### Your instructions
The answer must consist solely of the lines from the start of the records through the line containing "Spot dslr camera in this frame.", restated word for word, with no pictures.

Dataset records
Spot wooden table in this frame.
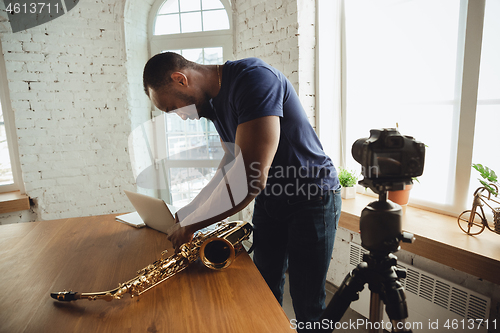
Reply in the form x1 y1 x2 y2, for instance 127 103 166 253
0 215 294 333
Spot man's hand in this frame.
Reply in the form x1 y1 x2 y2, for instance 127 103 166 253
167 213 193 252
167 223 194 251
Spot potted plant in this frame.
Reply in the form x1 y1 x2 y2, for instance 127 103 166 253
388 182 414 206
338 168 358 199
472 163 499 196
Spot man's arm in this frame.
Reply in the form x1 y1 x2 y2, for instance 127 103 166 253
174 141 235 222
168 115 280 248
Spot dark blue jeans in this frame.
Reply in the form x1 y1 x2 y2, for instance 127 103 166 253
252 188 342 328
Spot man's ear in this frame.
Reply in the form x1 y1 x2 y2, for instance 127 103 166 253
171 72 188 87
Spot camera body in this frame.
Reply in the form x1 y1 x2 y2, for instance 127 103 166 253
352 128 425 253
352 128 425 191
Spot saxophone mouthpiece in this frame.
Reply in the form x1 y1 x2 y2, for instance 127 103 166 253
50 291 80 302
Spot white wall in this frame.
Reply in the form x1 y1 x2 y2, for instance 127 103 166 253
0 0 139 222
233 0 316 126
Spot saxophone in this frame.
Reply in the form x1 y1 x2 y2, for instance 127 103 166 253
50 221 252 302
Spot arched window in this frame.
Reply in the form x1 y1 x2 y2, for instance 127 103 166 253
154 0 230 35
149 0 233 60
147 0 233 207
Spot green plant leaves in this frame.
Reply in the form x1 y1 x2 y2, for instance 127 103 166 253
472 163 499 196
338 168 358 188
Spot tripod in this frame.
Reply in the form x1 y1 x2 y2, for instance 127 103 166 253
315 185 414 333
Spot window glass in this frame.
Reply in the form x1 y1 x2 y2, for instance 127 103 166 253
151 0 231 205
344 0 460 205
470 0 500 195
181 12 202 33
154 0 229 35
162 47 223 66
179 48 203 63
476 0 500 101
165 116 222 161
203 47 223 64
180 0 201 12
155 14 180 35
170 167 217 207
160 49 224 206
202 0 224 10
202 10 230 31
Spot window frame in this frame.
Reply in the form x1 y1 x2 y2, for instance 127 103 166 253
146 0 233 204
0 42 25 194
317 0 492 216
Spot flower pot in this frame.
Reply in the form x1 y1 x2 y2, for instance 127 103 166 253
341 186 356 199
388 184 413 206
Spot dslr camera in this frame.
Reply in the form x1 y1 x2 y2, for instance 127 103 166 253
352 128 425 193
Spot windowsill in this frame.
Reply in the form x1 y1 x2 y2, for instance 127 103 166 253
339 194 500 285
0 191 30 214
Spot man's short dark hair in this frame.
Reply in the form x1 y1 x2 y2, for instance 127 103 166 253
143 52 196 96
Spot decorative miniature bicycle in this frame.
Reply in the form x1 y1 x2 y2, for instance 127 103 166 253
457 184 500 235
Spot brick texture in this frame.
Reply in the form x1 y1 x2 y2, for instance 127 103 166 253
0 0 156 223
0 0 316 224
233 0 316 125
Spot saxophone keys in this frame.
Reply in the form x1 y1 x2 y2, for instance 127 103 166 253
49 222 251 303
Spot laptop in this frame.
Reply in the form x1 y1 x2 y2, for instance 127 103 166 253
120 190 179 234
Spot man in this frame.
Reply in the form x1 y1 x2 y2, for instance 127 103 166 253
142 52 342 328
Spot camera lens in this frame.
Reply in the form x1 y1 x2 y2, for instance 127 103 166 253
352 138 367 165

### Task solution
Spot wooden table in this frame.
Reply in the form x1 y1 x2 y2, for instance 127 103 166 253
0 215 294 333
Spot man's hand in this frame.
Reply in the form x1 y1 x2 y2, for instance 127 103 166 253
167 213 193 252
167 223 194 251
Spot potted plant in this frame.
Reply in the form x1 y1 x2 y2, for instance 127 103 166 253
388 182 414 206
338 168 358 199
472 163 499 196
Spot man's arm in this frame.
Reply in the form x1 y1 x2 y2, for instance 127 103 166 253
174 141 235 222
168 115 280 248
Spot dark blue jeans in this frame.
Reply in the form x1 y1 x2 y2, for instance 127 103 166 253
252 188 342 328
Spot man's ear in this frame.
Reply in the form x1 y1 x2 y2, for instance 127 103 166 253
171 72 188 87
Spot camera body in this frame.
Reply in the form x1 y1 x2 y2, for instance 127 103 166 253
352 128 425 253
352 128 425 191
Spot saxophone mouthpiece in this frame.
Reply in the form x1 y1 x2 y2, for instance 127 103 166 253
50 291 80 302
Spot white wall in this frame.
Reply in the form x1 y1 x2 y2, for instance 127 103 166 253
0 0 139 222
233 0 316 126
Spot saxophone in this frame.
Reply in the form x1 y1 x2 y2, for instance 127 103 166 253
50 221 252 302
Spot arched window in this frame.
Reply in the form x1 y1 x2 y2, for instance 127 103 166 253
154 0 230 35
149 0 233 60
147 0 233 207
Spot green plant leaves in this frame.
Reply in the form x1 y1 x2 y2, for instance 127 103 166 253
472 163 499 196
338 168 358 188
Spot tripod in this frame.
Reply in the form x1 y1 x2 y2, for instance 127 103 166 253
315 185 414 333
Spot window glass in this frame.
Reply in the form x1 y1 x2 y2, for instance 127 103 166 253
151 0 231 205
344 0 460 205
470 0 500 195
181 12 202 33
154 0 229 35
162 47 223 66
179 48 203 63
476 0 500 101
165 116 222 161
203 47 223 64
180 0 201 12
155 14 180 35
170 167 217 207
160 49 224 206
202 0 224 10
202 10 230 31
Spot window frame in this frame.
Reply in the form x1 y1 x2 y2, for instance 127 103 166 253
146 0 233 204
0 42 25 194
317 0 492 216
Spot flower pot in this frame.
Reply in the form x1 y1 x2 y2, for instance 127 103 166 253
341 186 356 199
388 184 413 206
Spot dslr camera in this frame.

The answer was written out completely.